# START OF Extracted entries
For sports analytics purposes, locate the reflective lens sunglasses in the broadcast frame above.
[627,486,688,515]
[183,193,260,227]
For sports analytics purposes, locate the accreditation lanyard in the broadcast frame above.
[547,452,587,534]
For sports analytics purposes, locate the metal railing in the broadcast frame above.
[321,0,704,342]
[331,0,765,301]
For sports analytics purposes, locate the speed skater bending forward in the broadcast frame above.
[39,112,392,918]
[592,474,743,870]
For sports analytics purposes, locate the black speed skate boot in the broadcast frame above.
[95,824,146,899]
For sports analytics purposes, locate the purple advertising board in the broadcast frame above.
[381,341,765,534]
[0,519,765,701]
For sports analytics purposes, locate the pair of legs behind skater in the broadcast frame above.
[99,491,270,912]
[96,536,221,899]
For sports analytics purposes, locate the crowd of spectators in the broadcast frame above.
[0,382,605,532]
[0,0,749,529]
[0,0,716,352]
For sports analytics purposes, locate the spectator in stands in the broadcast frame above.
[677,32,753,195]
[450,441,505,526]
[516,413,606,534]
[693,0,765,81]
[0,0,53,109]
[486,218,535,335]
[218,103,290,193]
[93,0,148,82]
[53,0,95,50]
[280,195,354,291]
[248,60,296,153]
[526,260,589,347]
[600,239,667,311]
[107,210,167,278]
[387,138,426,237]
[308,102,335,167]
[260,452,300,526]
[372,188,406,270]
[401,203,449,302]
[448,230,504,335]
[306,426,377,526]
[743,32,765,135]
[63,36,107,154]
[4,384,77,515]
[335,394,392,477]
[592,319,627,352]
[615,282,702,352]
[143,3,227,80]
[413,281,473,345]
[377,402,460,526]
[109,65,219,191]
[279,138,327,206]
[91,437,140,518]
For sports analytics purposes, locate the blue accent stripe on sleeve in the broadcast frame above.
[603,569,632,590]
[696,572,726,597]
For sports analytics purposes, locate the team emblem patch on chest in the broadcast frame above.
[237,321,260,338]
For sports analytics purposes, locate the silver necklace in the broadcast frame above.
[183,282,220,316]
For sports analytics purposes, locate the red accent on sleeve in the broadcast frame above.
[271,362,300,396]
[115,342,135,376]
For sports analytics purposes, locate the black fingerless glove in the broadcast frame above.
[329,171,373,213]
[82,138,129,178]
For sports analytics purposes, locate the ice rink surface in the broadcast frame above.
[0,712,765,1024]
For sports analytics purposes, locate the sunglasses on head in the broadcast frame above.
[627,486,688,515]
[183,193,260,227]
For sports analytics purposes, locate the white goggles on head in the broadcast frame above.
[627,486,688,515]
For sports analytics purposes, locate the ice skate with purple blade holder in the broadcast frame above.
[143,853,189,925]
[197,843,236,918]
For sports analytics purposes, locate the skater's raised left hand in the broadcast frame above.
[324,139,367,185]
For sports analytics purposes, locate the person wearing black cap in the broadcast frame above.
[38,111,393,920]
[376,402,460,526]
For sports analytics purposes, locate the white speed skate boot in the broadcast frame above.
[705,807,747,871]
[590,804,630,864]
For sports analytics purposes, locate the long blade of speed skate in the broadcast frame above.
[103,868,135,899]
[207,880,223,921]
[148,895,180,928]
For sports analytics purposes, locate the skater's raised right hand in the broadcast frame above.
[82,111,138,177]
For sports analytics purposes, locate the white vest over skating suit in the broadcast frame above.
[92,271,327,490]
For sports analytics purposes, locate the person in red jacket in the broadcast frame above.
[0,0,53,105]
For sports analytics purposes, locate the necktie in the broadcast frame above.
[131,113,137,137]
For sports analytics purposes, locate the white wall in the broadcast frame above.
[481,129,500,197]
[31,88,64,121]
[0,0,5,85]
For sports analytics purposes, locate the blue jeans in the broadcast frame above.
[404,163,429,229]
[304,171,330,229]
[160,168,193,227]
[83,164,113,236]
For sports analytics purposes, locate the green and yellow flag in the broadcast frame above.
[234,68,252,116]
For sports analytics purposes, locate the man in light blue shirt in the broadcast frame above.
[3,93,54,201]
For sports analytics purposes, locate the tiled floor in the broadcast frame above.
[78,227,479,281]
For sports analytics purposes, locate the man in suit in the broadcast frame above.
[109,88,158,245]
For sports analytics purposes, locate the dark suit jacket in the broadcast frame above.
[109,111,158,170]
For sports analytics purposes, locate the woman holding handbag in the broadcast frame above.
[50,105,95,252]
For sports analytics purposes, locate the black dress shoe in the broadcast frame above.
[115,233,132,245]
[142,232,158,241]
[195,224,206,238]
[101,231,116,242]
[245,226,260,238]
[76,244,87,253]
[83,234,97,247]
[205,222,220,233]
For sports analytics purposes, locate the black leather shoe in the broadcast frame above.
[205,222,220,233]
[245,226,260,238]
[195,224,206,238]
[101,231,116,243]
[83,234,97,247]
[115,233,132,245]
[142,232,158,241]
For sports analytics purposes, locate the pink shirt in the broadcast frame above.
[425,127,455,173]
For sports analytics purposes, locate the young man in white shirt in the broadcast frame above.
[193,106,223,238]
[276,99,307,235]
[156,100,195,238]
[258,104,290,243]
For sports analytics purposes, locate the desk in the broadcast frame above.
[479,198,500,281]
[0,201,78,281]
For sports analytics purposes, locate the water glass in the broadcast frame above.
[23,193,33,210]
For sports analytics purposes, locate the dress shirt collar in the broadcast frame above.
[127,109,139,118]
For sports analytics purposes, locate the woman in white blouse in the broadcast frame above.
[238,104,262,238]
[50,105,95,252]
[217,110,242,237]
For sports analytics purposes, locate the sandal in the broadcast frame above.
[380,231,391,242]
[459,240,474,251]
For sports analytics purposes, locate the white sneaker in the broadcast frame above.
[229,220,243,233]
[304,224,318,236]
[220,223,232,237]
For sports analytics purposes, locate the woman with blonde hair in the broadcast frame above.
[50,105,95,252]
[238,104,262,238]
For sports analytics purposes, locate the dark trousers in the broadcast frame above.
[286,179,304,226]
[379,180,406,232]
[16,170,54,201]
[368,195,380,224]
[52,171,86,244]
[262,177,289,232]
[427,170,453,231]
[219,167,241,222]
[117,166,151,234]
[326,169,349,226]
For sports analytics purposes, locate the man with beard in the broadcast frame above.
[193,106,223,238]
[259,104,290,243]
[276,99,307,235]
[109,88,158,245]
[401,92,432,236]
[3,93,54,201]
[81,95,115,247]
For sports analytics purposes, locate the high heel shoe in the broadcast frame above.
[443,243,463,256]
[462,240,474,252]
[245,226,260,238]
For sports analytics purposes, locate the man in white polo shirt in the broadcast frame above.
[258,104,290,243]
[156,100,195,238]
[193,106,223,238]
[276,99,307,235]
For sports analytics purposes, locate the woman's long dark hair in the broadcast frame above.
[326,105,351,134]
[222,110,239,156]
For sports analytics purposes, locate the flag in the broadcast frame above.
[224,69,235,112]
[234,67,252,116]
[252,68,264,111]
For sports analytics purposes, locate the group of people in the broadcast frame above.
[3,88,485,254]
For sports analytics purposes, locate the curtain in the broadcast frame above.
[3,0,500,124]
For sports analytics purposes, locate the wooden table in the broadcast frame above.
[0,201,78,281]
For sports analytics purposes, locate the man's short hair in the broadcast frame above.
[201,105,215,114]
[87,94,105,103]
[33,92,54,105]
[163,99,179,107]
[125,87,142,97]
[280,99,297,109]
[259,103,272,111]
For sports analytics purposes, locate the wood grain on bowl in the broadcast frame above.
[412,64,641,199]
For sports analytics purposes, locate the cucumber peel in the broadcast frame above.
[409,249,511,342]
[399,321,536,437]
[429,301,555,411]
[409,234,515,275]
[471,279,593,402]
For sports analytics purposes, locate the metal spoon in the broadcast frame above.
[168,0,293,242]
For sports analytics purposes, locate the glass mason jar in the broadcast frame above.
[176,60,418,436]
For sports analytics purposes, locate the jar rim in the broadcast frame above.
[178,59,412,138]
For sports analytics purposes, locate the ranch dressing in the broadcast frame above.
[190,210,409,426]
# END OF Extracted entries
→ **Given task**: Reproduce every line of the material between the line containing "For sports analytics purposes, locate the speed" and the line containing "[95,824,146,899]", inclusive, and increase each bounding-box coordinate in those lines by 149.

→ **Complete answer**:
For sports analytics purposes, locate the speed skater bending forward in the broadcast frame above.
[188,261,541,1067]
[741,623,892,1019]
For sports analytics purposes, locate the black speed skate boot in the broadcast frame above.
[244,973,295,1048]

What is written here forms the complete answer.